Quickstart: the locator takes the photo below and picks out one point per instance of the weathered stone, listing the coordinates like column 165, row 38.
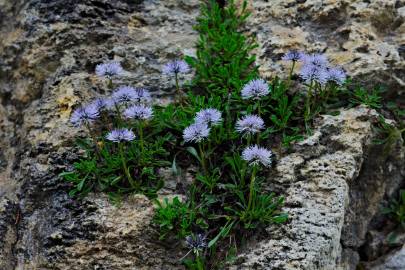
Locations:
column 326, row 224
column 333, row 180
column 365, row 37
column 393, row 261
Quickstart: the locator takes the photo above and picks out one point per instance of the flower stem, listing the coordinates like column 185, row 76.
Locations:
column 200, row 265
column 290, row 75
column 94, row 138
column 140, row 131
column 308, row 103
column 202, row 158
column 110, row 84
column 252, row 187
column 125, row 167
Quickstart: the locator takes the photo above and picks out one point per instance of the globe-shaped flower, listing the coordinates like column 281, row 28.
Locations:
column 249, row 124
column 101, row 103
column 142, row 95
column 109, row 69
column 293, row 56
column 125, row 94
column 84, row 115
column 209, row 116
column 196, row 132
column 256, row 155
column 318, row 60
column 315, row 73
column 198, row 241
column 336, row 75
column 175, row 67
column 120, row 135
column 139, row 112
column 255, row 89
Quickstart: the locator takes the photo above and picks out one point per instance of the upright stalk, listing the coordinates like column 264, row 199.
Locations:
column 200, row 264
column 202, row 158
column 125, row 167
column 94, row 138
column 308, row 103
column 228, row 114
column 110, row 84
column 259, row 109
column 140, row 131
column 178, row 96
column 290, row 75
column 252, row 187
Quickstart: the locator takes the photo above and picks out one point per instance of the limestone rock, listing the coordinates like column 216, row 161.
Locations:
column 365, row 37
column 48, row 50
column 332, row 191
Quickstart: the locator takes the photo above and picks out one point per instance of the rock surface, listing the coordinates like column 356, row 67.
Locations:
column 48, row 52
column 365, row 37
column 333, row 184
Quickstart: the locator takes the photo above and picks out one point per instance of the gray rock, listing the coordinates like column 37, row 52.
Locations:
column 393, row 261
column 334, row 180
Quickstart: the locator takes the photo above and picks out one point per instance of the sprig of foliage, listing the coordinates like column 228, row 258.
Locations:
column 396, row 209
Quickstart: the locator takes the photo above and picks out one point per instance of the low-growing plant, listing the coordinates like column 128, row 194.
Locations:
column 223, row 127
column 396, row 209
column 371, row 99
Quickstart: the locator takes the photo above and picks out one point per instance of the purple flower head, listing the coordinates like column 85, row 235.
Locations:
column 318, row 60
column 337, row 75
column 249, row 124
column 311, row 72
column 142, row 95
column 198, row 241
column 256, row 155
column 101, row 103
column 85, row 115
column 139, row 112
column 125, row 94
column 109, row 69
column 175, row 67
column 293, row 56
column 209, row 116
column 255, row 89
column 196, row 132
column 120, row 135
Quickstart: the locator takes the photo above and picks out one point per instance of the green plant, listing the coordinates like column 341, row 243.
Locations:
column 396, row 209
column 370, row 99
column 175, row 216
column 223, row 61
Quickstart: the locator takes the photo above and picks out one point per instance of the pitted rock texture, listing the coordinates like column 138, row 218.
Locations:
column 365, row 37
column 48, row 51
column 333, row 183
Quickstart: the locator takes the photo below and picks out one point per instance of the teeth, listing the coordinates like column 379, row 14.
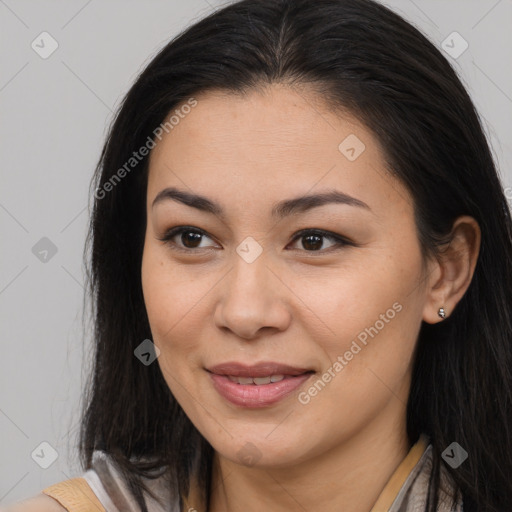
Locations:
column 258, row 381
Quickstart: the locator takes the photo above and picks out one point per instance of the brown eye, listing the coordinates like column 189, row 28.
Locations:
column 189, row 238
column 312, row 240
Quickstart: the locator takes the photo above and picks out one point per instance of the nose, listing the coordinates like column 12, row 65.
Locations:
column 252, row 300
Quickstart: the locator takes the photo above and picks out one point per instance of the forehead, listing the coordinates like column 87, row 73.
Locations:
column 270, row 142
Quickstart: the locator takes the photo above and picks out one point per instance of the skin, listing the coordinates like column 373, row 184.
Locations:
column 292, row 304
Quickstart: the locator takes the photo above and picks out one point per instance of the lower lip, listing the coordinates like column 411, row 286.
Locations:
column 252, row 395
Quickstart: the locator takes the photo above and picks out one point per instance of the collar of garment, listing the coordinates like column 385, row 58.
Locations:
column 405, row 491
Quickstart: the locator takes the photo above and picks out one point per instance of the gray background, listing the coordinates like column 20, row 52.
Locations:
column 54, row 115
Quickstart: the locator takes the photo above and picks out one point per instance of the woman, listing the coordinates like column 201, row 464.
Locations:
column 301, row 272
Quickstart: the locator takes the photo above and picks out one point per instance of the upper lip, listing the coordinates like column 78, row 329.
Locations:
column 262, row 369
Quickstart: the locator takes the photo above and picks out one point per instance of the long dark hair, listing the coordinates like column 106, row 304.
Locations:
column 363, row 58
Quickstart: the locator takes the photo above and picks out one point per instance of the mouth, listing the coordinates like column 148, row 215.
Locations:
column 258, row 385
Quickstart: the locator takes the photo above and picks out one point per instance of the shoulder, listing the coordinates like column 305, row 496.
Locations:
column 39, row 503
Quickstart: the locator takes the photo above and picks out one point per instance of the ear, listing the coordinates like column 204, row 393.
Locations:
column 450, row 275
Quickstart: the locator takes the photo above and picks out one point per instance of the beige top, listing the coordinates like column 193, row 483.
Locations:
column 101, row 488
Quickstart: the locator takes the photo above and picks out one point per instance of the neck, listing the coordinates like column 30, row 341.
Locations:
column 348, row 477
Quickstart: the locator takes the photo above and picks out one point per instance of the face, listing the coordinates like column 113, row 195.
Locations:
column 320, row 300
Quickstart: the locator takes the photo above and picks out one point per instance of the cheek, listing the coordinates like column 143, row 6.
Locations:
column 175, row 307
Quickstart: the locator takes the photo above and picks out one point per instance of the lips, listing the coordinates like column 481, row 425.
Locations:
column 264, row 369
column 258, row 385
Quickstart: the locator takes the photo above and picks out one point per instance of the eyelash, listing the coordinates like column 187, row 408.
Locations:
column 173, row 232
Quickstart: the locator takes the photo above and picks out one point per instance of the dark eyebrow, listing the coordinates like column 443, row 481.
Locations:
column 280, row 210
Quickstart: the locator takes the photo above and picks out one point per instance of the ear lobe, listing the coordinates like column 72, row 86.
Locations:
column 456, row 264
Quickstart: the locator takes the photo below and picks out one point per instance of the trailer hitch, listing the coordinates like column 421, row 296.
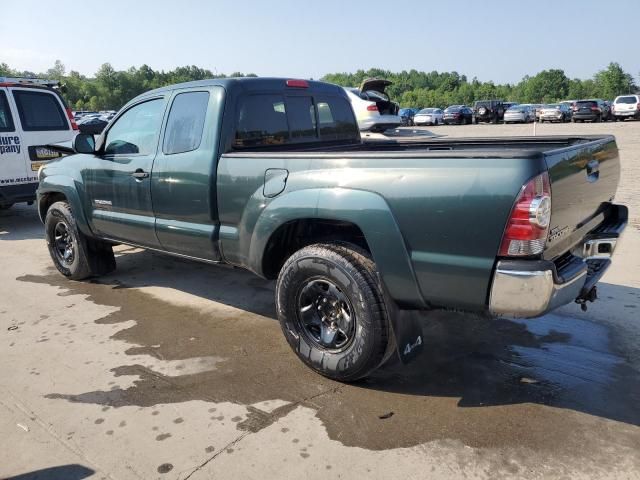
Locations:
column 585, row 296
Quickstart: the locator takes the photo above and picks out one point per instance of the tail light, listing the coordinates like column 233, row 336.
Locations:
column 72, row 120
column 528, row 224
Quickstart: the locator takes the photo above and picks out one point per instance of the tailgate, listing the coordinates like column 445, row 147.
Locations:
column 584, row 179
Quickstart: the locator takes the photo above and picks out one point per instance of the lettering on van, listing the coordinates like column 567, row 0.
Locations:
column 9, row 144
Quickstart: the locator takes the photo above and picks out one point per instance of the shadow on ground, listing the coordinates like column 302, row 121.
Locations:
column 62, row 472
column 20, row 222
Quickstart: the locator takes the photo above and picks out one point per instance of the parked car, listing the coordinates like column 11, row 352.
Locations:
column 407, row 114
column 32, row 115
column 349, row 230
column 536, row 109
column 457, row 114
column 374, row 110
column 626, row 106
column 520, row 114
column 428, row 116
column 590, row 110
column 488, row 111
column 607, row 113
column 569, row 104
column 555, row 112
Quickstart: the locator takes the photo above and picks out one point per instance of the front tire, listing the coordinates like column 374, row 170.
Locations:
column 75, row 255
column 332, row 311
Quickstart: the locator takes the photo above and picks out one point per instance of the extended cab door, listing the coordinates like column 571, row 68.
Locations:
column 118, row 180
column 183, row 184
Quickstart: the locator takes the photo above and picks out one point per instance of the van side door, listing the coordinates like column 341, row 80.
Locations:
column 183, row 183
column 13, row 172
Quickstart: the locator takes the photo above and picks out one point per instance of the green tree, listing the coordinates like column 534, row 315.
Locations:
column 613, row 81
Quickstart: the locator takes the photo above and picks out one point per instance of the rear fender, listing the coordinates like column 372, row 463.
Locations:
column 372, row 215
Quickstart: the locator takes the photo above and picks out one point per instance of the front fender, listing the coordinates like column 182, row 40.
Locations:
column 65, row 185
column 368, row 211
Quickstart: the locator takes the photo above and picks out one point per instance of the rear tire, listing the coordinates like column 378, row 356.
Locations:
column 332, row 311
column 75, row 255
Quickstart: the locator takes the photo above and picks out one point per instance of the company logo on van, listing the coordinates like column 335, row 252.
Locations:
column 9, row 144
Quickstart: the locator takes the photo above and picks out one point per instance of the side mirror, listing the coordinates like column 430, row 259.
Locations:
column 84, row 143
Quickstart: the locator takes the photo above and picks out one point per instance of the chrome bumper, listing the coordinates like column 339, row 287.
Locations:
column 520, row 292
column 530, row 288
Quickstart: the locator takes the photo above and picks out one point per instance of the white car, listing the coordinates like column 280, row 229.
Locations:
column 372, row 106
column 626, row 106
column 32, row 116
column 429, row 116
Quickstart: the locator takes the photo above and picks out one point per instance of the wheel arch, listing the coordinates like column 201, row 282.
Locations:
column 61, row 188
column 356, row 216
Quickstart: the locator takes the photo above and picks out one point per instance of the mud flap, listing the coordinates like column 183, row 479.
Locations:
column 408, row 337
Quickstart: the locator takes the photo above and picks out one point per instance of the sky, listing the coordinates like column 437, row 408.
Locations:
column 499, row 40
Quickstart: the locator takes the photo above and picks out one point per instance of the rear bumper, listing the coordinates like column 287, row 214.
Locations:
column 530, row 288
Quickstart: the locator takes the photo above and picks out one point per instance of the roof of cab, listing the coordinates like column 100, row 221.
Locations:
column 248, row 84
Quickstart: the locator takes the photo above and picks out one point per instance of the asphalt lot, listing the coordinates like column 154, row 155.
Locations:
column 171, row 369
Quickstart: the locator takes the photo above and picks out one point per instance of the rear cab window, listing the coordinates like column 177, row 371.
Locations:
column 271, row 120
column 186, row 122
column 40, row 111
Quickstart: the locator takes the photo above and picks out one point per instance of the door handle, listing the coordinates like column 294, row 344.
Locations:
column 139, row 174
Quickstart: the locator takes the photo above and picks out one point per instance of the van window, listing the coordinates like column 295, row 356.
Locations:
column 6, row 121
column 136, row 131
column 186, row 122
column 40, row 111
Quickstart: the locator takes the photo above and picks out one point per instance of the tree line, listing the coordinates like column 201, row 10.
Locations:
column 109, row 89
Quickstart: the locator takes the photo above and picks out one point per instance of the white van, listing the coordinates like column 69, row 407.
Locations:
column 626, row 106
column 32, row 115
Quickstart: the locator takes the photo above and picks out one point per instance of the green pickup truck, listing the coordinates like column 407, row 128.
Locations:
column 362, row 237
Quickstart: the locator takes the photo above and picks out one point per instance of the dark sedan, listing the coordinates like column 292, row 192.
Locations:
column 458, row 115
column 407, row 114
column 590, row 110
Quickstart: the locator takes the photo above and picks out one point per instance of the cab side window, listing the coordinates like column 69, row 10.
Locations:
column 136, row 131
column 6, row 121
column 186, row 122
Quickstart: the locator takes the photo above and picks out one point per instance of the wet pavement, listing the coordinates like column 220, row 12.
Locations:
column 173, row 369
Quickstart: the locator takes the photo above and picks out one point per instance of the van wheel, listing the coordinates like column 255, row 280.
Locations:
column 75, row 255
column 332, row 311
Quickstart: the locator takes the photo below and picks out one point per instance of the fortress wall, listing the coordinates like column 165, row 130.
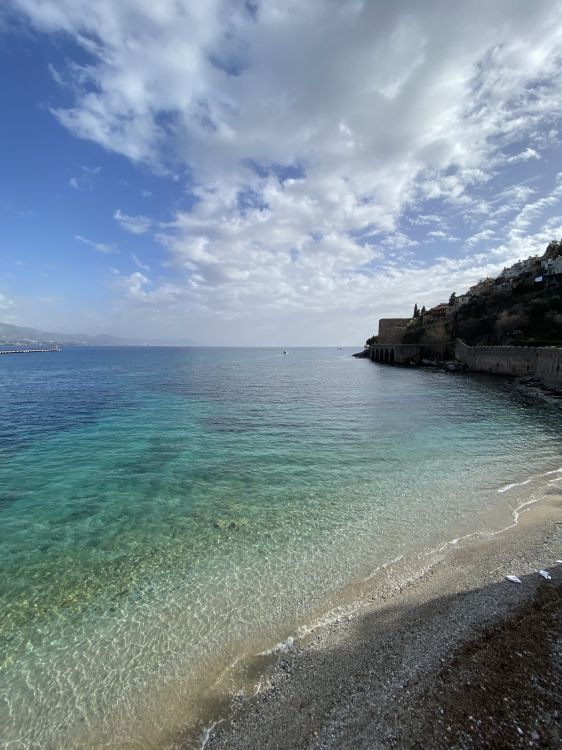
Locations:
column 391, row 330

● ● ●

▶ _Task goal_:
Scan the records above for the lines holding "100, row 221." and "292, row 192.". Transcribe those two and every line between them word for word, and no others.

▶ _Exercise output_:
Quickstart: the locator takes the photo above and picks out one point per instance of the roof of cab, listing the coordinates like column 100, row 221.
Locations:
column 248, row 84
Quickstart: the locator takes the photo above and picks out one point per instance of the asphalt lot, listing the coordinates like column 154, row 155.
Locations:
column 171, row 369
Quickstart: the locator takes the photo above and picks out one point per instance of the rear cab window, listing the coordinates like column 177, row 371.
Locations:
column 271, row 120
column 186, row 122
column 40, row 111
Quickstart: the locator takes the photo above and picks out one point per instance of the door handle, listing the coordinates like column 294, row 344.
Locations:
column 139, row 174
Quickstart: the locator takes the photo above and picks out one point per instance of the van window, listing the coordinates like column 295, row 356.
Locations:
column 6, row 121
column 136, row 131
column 186, row 122
column 40, row 111
Quickstart: the locator takes the photo above and picks out one point per instance of the tree line, listing the coordinates like column 201, row 10.
Locations:
column 109, row 89
Quickstart: the locator takes the photo above and picks out one point per instance of the white van, listing the coordinates like column 69, row 407.
Locations:
column 626, row 106
column 32, row 115
Quickstart: the locator takes the photo above and picks out one point per instance of the green pickup truck, listing the coordinates like column 407, row 128.
Locations:
column 362, row 237
Quickstart: the locator takes the photo above and picks out one point per instance of the dark sedan, listing the coordinates like column 292, row 192.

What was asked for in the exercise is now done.